_PAGE_.
◇ ◇ ◇ ◇ ◇ ◇ ◇
[R] Apply a multi-variable function to a vector

Stephen Kennedy stevek9123 at gmail.com
Sat Sep 10 14:15:20 CEST 2016


Thanks.  I have gotten some replies.  One problem was that I was not
passing the names of the vectors to expand.grid.  I didn't think I had to
do that and that caused problems with do.call.

I wanted to just define the vectors of variables values, the function,
func, and then pass that to my.outer.

I was using A <- c( ... )

Then, expand.grid(A, etc.) with do.call and as.list and without the names
use in 'fund', there was an error.  I didn't think it would matter what
names I used in defining the function.

Thanks very much.  I think I have some good alternatives that all work.

Steve


On Sat, Sep 10, 2016 at 1:29 AM, Jeff Newmiller <jdnewmil at dcn.davis.ca.us>
wrote:

> Not sure I understand what you really want, if you have found ways to
> accomplish what you want but are not satisfied with them. That is one
> reason why keeping the mailing list involved (by reply-all) is good for
> you. From my end, I don't do one-on-one support online, and may not be able
> to carry on a thread to the end if I get busy.
>
> Your concept of a generalized outer function sounds to me like:
>
> myfunc <- function( A, B, C ) {
>  A * B + C
> }
>
> gouter <- function( FUN, ... ) {
>  args <- list( ... )
>  DF <- do.call( expand.grid, args )
>  array( data = do.call( FUN, DF )
>       , dim = sapply( args, FUN=length )
>       , dimnames = args
>       )
> }
>
> gouter( myfunc, A = 1:3, B=2:6, C=3:4 )
> # , , C = 3
> #
> #    B
> # A   2  3  4  5  6
> #   1 5  6  7  8  9
> #   2 7  9 11 13 15
> #   3 9 12 15 18 21
> #
> # , , C = 4
> #
> #    B
> # A    2  3  4  5  6
> #   1  6  7  8  9 10
> #   2  8 10 12 14 16
> #   3 10 13 16 19 22
>
> I generally just tack on columns to the expand.grid result... I almost
> never have a need for multidimensional arrays.
>
> On Fri, 9 Sep 2016, Steve Kennedy wrote:
>
> Hello,
>>
>> Abstraction is what I want.  I'm actually looking to do something more
>> complicated.  The functions do.call, and as.list get me most of the way
>> there, but there is something I'm missing ...
>>
>> My eventual goal is to produce a multi-dimensional version of 'outer'.
>> Like my.outer(func, a_vec, b_vec, c_vec, ..), where the function of the
>> variables 'a', 'b', 'c', etc. would be applied to the vectors from the
>> outer product of the vectors of values for each variable.
>>
>> I wanted to use expand.grid (does require reshaping the output).  Using
>> temps = c(40,50,60) and times = c(1:5), this doesn't quite seem to work:
>>
>>   apply(expand.grid(temps,times), 1, function(a) do.call(func2,
>> as.list(a)))
◇ ◇ ◇ ◇ ◇ ◇ ◇
_AIM OF THE EXERCISE_. Please rewrite the part of the mailing-list message starting at "Stephen Kennedy stevek9123" and ending at "problems with do.call.", replacing "names" with "labels".

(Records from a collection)
◇ ◇ ◇ ◇ ◇ ◇ ◇
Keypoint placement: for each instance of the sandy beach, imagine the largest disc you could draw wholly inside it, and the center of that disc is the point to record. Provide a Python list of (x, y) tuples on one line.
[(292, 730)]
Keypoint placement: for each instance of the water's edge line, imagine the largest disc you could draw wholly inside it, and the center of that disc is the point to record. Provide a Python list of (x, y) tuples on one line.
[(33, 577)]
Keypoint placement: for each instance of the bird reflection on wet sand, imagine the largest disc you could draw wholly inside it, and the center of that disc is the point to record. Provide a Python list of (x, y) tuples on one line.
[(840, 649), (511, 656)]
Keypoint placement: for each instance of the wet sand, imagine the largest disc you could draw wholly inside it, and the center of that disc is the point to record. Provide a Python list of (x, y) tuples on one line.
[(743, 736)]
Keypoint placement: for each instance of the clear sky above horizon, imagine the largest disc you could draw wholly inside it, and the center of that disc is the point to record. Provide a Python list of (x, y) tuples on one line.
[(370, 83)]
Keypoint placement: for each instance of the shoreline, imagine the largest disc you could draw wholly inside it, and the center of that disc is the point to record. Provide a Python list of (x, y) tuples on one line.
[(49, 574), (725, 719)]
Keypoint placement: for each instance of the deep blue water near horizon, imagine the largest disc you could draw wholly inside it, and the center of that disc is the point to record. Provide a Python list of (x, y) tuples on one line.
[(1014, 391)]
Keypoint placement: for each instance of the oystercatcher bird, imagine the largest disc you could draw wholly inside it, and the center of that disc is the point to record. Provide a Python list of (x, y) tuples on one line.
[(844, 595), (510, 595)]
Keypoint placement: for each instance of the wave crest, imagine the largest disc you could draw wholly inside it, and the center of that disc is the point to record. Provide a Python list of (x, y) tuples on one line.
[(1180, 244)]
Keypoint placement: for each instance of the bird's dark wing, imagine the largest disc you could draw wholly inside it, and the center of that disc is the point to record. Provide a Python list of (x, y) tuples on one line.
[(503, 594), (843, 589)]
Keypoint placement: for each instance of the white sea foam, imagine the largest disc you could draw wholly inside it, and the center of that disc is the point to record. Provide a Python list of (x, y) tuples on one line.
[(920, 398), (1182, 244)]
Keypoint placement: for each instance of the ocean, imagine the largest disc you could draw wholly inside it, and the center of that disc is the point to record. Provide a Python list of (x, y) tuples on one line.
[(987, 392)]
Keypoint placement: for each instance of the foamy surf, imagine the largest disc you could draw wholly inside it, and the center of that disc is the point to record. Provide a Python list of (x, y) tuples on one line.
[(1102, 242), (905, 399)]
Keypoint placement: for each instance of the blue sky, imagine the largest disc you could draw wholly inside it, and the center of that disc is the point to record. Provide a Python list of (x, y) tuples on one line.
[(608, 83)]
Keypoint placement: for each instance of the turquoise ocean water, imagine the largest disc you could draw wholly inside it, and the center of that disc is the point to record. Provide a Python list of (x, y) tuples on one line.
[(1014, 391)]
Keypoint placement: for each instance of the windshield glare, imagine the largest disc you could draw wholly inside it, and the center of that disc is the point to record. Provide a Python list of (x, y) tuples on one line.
◇ ◇ ◇ ◇ ◇ ◇ ◇
_RESULT_.
Stephen Kennedy stevek9123 at gmail.com
Sat Sep 10 14:15:20 CEST 2016


Thanks.  I have gotten some replies.  One problem was that I was not
passing the labels of the vectors to expand.grid.  I didn't think I had to
do that and that caused problems with do.call.